→ **EXERCISE**
Copy out, exactly as given, every line from the line with "Pin every instance of the shoreline." to the end of the listing, both of those lines included.

→ **PROVIDED DATA**
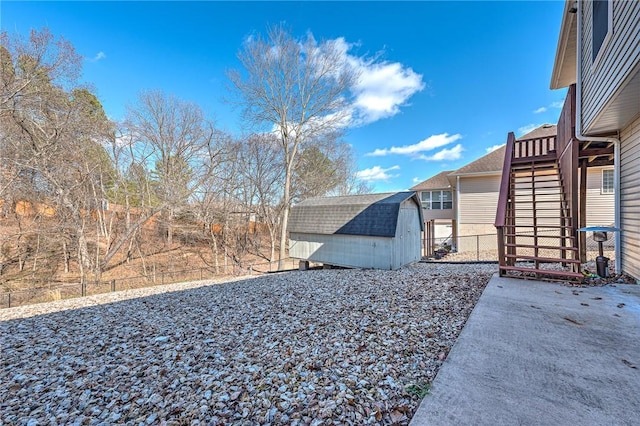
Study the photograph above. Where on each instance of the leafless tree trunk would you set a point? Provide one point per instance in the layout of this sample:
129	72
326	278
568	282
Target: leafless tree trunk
298	87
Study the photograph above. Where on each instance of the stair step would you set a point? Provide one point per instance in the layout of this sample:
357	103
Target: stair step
540	226
538	165
529	188
542	259
566	248
571	274
536	201
571	237
521	209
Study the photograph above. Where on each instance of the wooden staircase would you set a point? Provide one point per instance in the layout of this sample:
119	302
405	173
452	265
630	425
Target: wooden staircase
536	219
539	239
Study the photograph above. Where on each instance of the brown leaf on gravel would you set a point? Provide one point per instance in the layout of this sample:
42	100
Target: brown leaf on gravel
396	416
628	364
572	321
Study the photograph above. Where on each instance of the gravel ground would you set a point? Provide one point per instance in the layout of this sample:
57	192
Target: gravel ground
317	347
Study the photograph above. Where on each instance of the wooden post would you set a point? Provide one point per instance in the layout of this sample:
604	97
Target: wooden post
582	216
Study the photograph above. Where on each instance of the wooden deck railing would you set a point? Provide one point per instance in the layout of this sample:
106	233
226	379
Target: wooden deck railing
567	157
539	148
503	197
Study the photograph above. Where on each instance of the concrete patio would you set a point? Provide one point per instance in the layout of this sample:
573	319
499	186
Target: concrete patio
542	353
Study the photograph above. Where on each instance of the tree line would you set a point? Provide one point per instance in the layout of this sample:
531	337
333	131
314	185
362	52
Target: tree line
166	161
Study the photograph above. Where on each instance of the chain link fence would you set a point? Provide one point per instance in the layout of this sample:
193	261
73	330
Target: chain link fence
52	292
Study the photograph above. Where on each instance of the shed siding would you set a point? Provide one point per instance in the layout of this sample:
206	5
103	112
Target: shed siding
618	56
600	207
449	214
478	198
406	244
343	250
630	198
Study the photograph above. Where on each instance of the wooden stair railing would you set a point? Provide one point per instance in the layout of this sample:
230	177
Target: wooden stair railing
536	216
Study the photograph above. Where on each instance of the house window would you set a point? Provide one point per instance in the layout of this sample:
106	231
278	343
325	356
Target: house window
437	200
607	181
602	19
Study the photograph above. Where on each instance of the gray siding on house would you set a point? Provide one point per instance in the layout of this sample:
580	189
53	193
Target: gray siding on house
600	207
630	199
619	60
478	198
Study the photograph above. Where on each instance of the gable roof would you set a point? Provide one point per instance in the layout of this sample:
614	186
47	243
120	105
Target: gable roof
490	163
564	66
438	181
374	215
494	161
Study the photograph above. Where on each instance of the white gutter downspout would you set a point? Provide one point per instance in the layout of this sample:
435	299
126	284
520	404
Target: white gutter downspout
457	212
579	135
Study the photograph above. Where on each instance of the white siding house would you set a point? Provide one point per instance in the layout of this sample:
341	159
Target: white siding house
381	231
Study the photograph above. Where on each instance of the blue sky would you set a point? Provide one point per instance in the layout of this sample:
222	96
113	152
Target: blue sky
443	82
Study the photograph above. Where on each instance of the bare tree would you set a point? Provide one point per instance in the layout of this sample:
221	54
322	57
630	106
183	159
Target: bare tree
52	133
261	160
296	88
179	141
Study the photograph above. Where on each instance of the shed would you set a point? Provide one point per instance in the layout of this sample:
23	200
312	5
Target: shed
380	231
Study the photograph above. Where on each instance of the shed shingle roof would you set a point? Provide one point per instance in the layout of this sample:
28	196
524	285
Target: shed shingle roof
438	181
373	215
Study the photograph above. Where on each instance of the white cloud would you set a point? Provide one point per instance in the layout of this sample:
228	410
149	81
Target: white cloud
446	154
100	55
526	129
493	148
428	144
382	87
377	173
557	104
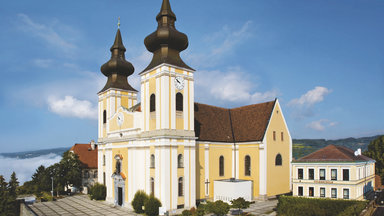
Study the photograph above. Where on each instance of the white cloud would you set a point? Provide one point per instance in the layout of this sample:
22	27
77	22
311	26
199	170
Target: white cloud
47	33
42	63
321	124
72	107
303	106
232	85
312	97
219	44
24	168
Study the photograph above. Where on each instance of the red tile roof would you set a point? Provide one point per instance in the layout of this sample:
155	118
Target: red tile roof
333	153
87	156
243	124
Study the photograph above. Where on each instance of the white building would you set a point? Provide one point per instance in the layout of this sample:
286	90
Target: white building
333	172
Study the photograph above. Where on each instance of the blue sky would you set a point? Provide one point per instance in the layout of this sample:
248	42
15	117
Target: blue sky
324	61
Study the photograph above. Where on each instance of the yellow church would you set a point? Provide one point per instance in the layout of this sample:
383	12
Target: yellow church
177	149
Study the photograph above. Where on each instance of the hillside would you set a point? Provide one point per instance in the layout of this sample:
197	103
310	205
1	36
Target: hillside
36	153
302	147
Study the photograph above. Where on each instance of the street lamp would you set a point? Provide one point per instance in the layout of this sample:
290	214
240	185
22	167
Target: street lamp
52	186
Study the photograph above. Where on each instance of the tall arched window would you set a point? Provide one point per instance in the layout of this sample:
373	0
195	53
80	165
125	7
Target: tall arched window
152	184
152	161
181	187
180	161
247	165
179	102
104	116
221	166
118	167
152	103
278	160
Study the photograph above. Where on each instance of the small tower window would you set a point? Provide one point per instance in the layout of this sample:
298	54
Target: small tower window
152	161
221	166
180	161
179	102
181	187
247	165
152	103
278	160
104	116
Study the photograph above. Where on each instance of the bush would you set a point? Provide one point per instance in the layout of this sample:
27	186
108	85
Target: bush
138	201
219	208
186	213
300	206
152	206
45	196
98	192
201	210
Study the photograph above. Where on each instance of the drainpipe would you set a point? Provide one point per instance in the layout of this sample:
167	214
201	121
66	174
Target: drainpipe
234	142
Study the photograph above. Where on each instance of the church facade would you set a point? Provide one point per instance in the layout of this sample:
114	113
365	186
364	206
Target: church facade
174	148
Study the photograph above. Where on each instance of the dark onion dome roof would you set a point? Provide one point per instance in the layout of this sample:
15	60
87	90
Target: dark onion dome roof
166	42
117	69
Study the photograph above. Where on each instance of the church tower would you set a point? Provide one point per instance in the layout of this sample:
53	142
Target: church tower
117	91
167	103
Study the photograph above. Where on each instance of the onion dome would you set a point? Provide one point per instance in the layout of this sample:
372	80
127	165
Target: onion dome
117	69
166	42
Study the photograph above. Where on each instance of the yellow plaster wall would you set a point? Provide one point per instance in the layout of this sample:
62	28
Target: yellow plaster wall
215	151
127	123
124	167
253	151
278	177
200	171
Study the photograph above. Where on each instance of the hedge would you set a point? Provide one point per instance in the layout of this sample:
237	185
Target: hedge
300	206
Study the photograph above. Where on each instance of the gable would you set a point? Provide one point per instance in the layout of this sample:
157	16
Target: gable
241	124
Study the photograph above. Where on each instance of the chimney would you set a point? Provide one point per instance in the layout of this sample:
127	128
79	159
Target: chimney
92	144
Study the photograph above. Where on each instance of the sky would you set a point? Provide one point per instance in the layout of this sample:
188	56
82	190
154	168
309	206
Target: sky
323	60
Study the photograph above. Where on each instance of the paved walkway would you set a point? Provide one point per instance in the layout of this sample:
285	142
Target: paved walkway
78	205
82	205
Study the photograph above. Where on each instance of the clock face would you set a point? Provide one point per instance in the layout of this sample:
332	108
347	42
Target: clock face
179	83
120	119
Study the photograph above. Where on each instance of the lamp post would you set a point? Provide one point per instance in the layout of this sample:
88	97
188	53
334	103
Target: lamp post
52	186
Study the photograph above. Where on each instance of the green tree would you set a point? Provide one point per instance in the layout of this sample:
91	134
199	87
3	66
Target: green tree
152	206
69	172
139	200
3	196
240	203
376	152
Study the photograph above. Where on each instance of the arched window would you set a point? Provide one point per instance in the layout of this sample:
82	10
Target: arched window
179	102
152	161
181	187
118	167
104	116
247	165
152	103
152	184
180	161
278	160
221	166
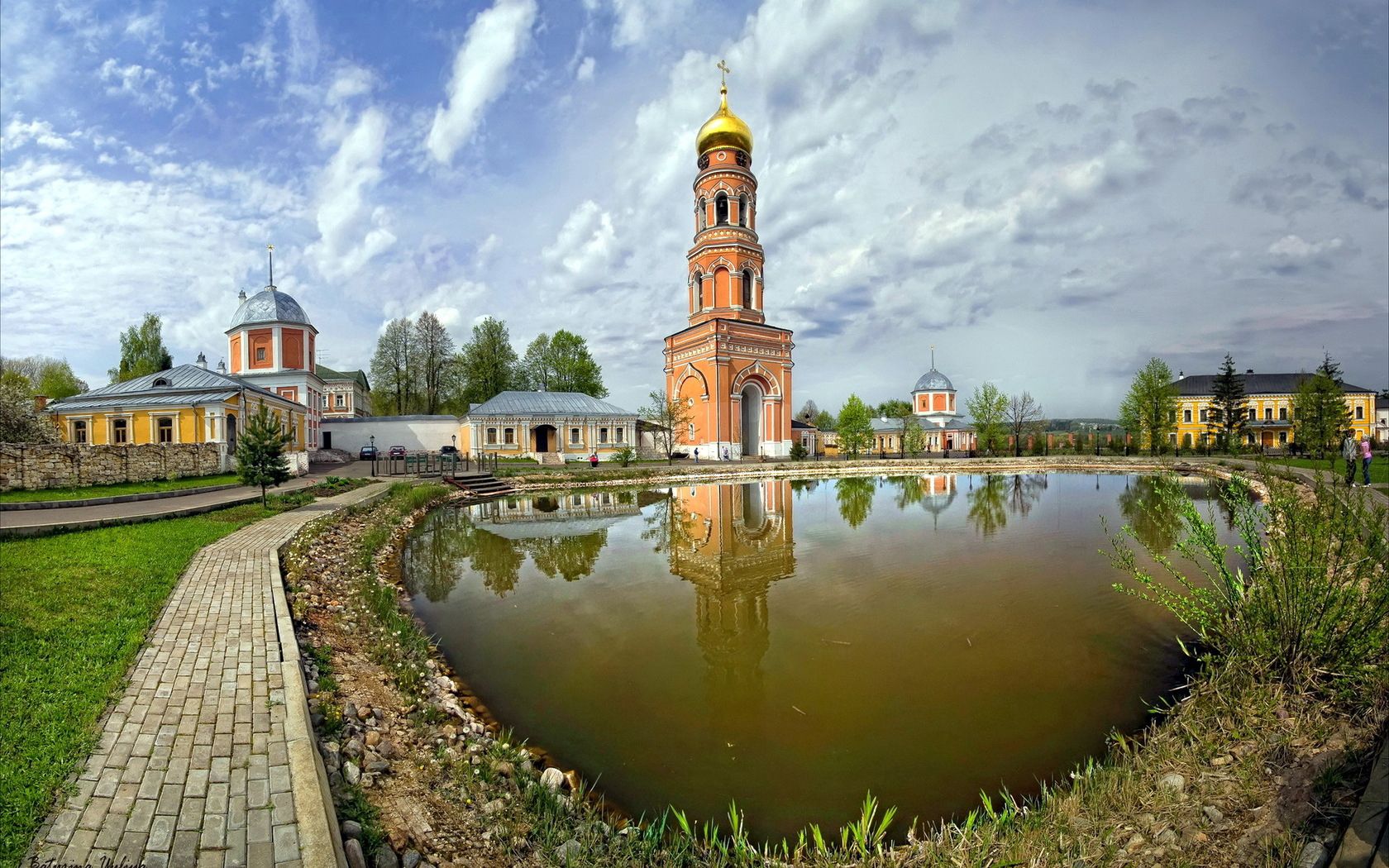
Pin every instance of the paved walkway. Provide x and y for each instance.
(167, 508)
(203, 760)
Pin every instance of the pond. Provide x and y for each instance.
(794, 645)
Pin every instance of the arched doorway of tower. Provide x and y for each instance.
(752, 418)
(547, 439)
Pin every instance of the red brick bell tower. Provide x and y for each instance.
(728, 367)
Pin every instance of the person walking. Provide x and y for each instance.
(1350, 451)
(1364, 459)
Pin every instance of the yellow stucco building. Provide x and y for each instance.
(184, 404)
(1268, 406)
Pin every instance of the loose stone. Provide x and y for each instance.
(551, 778)
(351, 849)
(1313, 856)
(567, 851)
(1172, 782)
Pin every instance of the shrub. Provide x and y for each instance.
(1311, 594)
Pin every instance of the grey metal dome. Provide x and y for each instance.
(933, 381)
(269, 306)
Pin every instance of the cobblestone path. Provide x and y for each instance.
(193, 765)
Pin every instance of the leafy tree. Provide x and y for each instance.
(1228, 410)
(1321, 417)
(488, 363)
(142, 351)
(1024, 418)
(437, 361)
(20, 422)
(988, 408)
(671, 418)
(895, 408)
(574, 367)
(394, 370)
(855, 427)
(45, 375)
(1150, 406)
(537, 369)
(260, 451)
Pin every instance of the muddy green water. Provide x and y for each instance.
(796, 643)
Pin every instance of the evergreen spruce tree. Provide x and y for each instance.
(260, 451)
(1228, 408)
(855, 427)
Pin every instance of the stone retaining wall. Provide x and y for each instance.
(28, 465)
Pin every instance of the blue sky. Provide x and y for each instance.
(1048, 192)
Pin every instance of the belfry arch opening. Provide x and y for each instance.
(752, 418)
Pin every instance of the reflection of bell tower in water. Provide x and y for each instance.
(731, 543)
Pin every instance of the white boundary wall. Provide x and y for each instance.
(414, 432)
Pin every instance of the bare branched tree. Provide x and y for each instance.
(1024, 417)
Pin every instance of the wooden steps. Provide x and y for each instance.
(482, 485)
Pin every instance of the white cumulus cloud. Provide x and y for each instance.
(481, 69)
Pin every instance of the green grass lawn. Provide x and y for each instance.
(77, 608)
(1378, 469)
(120, 488)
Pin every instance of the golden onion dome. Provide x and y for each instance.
(724, 130)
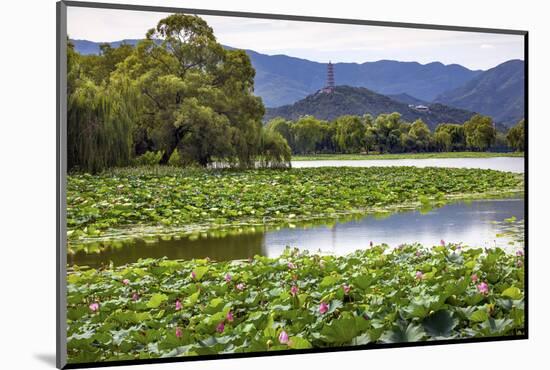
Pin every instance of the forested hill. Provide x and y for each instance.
(358, 101)
(498, 92)
(281, 79)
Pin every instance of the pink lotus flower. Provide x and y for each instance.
(483, 288)
(283, 337)
(229, 316)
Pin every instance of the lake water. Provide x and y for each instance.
(511, 164)
(471, 223)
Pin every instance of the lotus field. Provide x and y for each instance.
(146, 202)
(380, 294)
(159, 308)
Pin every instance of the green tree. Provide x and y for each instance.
(196, 96)
(350, 133)
(388, 134)
(443, 141)
(453, 131)
(99, 67)
(421, 135)
(516, 136)
(275, 151)
(283, 127)
(307, 134)
(480, 132)
(100, 120)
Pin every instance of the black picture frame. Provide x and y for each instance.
(61, 176)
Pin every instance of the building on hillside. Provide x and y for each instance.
(329, 86)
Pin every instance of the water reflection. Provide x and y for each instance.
(231, 247)
(471, 223)
(511, 164)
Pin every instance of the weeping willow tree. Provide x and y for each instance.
(275, 151)
(99, 128)
(99, 121)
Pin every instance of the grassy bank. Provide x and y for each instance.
(320, 157)
(145, 201)
(159, 308)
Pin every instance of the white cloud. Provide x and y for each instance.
(313, 40)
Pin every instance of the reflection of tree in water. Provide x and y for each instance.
(231, 247)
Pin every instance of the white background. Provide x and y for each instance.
(27, 207)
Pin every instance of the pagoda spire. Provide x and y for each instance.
(330, 76)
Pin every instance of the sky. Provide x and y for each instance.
(314, 41)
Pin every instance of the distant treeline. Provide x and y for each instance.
(388, 133)
(178, 97)
(181, 100)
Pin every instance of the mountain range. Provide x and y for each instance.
(498, 92)
(352, 100)
(283, 80)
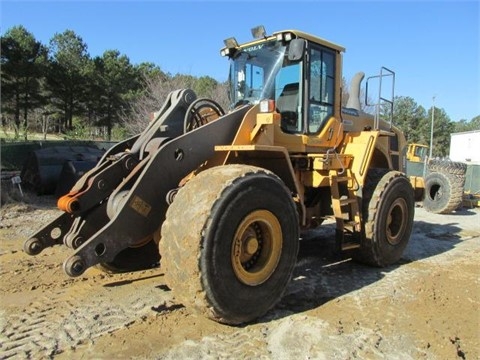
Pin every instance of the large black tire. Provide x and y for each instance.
(443, 193)
(230, 242)
(388, 206)
(447, 167)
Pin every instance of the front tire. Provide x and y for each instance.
(388, 205)
(230, 243)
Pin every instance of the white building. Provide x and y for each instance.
(465, 147)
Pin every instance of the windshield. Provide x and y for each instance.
(261, 71)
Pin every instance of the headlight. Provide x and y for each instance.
(267, 105)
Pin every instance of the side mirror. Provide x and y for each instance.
(296, 49)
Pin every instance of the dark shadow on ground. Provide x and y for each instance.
(321, 274)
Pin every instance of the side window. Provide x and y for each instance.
(322, 87)
(288, 95)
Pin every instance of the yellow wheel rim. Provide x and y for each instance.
(257, 247)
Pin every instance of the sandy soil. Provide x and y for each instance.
(424, 307)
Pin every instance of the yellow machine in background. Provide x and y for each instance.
(226, 194)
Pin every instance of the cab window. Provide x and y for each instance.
(321, 89)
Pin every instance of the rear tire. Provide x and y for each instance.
(443, 193)
(230, 243)
(388, 206)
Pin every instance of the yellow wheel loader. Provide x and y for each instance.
(222, 196)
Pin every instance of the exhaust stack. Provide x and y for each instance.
(354, 98)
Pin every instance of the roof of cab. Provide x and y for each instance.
(312, 38)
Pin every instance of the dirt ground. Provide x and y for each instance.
(424, 307)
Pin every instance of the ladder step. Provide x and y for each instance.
(352, 226)
(350, 245)
(342, 178)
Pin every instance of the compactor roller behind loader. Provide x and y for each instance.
(223, 197)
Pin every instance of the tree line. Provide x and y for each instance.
(60, 88)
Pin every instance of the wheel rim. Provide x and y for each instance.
(396, 221)
(257, 247)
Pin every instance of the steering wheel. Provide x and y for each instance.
(201, 112)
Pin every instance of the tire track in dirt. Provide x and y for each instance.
(67, 318)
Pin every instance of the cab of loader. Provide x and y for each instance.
(293, 72)
(299, 77)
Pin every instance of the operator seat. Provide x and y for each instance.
(287, 106)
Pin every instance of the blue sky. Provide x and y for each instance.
(433, 46)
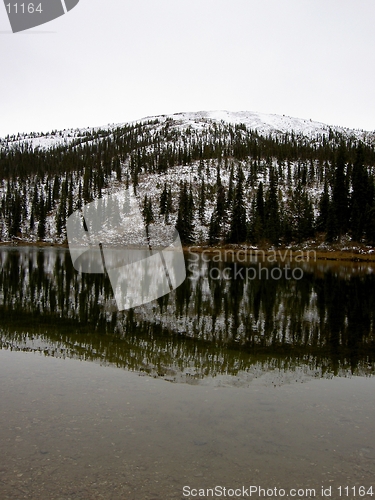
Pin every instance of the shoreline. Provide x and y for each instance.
(283, 253)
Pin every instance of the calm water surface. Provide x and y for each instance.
(221, 383)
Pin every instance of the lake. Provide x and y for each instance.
(239, 380)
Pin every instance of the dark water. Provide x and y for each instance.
(275, 380)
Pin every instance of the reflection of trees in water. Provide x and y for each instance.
(207, 325)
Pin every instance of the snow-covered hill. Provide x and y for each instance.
(263, 124)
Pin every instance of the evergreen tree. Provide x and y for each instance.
(185, 215)
(323, 209)
(359, 196)
(340, 194)
(272, 215)
(42, 220)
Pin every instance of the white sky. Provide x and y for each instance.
(114, 61)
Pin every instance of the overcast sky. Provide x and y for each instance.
(114, 61)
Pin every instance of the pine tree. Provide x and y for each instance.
(202, 202)
(272, 215)
(238, 227)
(185, 214)
(359, 196)
(42, 220)
(340, 194)
(323, 209)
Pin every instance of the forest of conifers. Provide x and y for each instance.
(219, 183)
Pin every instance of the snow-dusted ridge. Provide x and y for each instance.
(264, 124)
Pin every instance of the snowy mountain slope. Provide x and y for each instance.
(263, 124)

→ **TASK RESULT**
Pin every instance of the shoreline. Provide x and y for each instance.
(283, 253)
Pin every instance of the calm water surface. Provide x and y for each instance.
(221, 383)
Pin every instance of the lake. Provide x and y for each instance.
(239, 380)
Pin every instance of the dark water. Provide x and y for each instance.
(275, 380)
Pin every instance of the reflection of trees in water. Provide x and y for each instance.
(207, 325)
Pin every instance of the snow-covered hill. Provide x and y for each instance.
(263, 124)
Pin every instance of the evergreen tree. Provide x and y for each instance.
(185, 215)
(323, 209)
(359, 196)
(340, 194)
(272, 215)
(42, 220)
Pin every instance of the white sky. Provide x and y for each instance.
(114, 61)
Pin every instance of the overcast sky. Provide x and y for each instance.
(114, 61)
Pin every instance of the pine tree. Provide x and y for each instance.
(202, 202)
(272, 215)
(238, 227)
(185, 214)
(359, 196)
(42, 220)
(340, 194)
(323, 209)
Pin every instance of the forest of conifers. Provide x and y for each instance.
(219, 183)
Pin every instance of the snow-dusted ridge. Provide x and y for each instance.
(264, 124)
Pin every instance of the snowy mountain slope. Provide x and y for each instance.
(263, 124)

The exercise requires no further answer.